• [To be done]:
Write out every entry exactly as it appears.

[Collected data]
• • • • •

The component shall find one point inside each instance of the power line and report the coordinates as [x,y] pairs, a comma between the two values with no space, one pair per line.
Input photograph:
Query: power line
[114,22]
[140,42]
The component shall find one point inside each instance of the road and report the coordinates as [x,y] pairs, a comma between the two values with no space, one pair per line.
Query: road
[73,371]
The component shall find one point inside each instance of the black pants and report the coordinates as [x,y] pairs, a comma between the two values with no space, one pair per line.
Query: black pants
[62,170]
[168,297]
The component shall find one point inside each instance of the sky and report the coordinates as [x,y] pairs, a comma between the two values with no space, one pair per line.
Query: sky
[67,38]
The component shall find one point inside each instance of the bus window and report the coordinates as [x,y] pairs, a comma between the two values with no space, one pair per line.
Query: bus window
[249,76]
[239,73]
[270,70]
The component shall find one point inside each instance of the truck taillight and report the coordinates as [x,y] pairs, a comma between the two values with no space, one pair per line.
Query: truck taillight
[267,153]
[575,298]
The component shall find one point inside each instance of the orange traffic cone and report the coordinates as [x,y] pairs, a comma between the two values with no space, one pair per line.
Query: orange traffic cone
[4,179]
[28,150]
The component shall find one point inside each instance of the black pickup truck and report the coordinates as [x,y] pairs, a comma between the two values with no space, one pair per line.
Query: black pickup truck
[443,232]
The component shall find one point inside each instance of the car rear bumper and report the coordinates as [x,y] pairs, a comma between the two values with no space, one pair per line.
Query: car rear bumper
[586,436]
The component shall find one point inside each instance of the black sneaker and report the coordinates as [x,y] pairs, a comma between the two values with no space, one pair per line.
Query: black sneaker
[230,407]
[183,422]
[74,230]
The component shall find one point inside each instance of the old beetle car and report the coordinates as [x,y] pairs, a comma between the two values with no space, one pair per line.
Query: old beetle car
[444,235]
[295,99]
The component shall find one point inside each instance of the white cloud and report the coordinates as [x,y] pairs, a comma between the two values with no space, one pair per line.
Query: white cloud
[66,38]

• • • • •

• [Full answer]:
The component shall find one point inside each instance of the power line and report the coordinates as [x,y] pairs, a comma between the two values with no space, one pair per line.
Input photograph:
Query: power line
[114,22]
[140,42]
The component shall find one point inside each instance of the road and report the coordinates as [x,y] pairs, a comma between the two values with no space, one pair per line.
Query: road
[73,371]
The component shall find one point inside each instance of the black pants and report the coordinates as [x,y] pairs, a comma between the two values with no space, one pair per line.
Query: black pants
[62,170]
[168,297]
The component shall find one point inside each instance of the sky and report the coordinates as [x,y] pairs, a comma between the two values with no space, one pair per line.
Query: sky
[67,38]
The component shall find one point inside each instance of the bus window and report the coordinates as [x,y] pairs, a comma between the two values with no space, one pair per line.
Query: bus window
[249,76]
[239,73]
[270,70]
The component shall find one point inside each instance of the truck taillight and report the coordinates as [x,y] pairs, a comma between the two values with no space, one pair per line.
Query: truck taillight
[267,153]
[575,298]
The component shall find one point inside each instance of the orange traffic cone and report the coordinates as [x,y] pairs, a comma between the two values with no space, one pair per line.
Query: orange traffic cone
[4,179]
[28,150]
The component shall find one point inside each instance of the black pickup truck and report the coordinates as [x,y] pairs, a comma between the two values with no space, one pair per line.
Query: black pickup truck
[443,232]
The component shall find one point inside each instance of the car rear bumper and report the coordinates as [x,y] pairs, a comma between the two values with no space, one pair per line.
Query: car rear bumper
[586,436]
The component shall find one point inside each instance of the black sneaker and report the coordinates as [x,y] pairs, a comma between the two values with no space, one pair per line.
Query: black sneaker
[230,407]
[183,422]
[74,230]
The component shall find one point inside each instance of the old beetle car and report the coordinates as [x,y] pairs, a comma between the two values with no space, one pair per line.
Query: old beetle car
[444,235]
[295,99]
The component shall find one point inside each instance of the white cloud and report the coordinates as [x,y] pairs, a comma between the two values with no space, one pair per line.
Query: white cloud
[66,38]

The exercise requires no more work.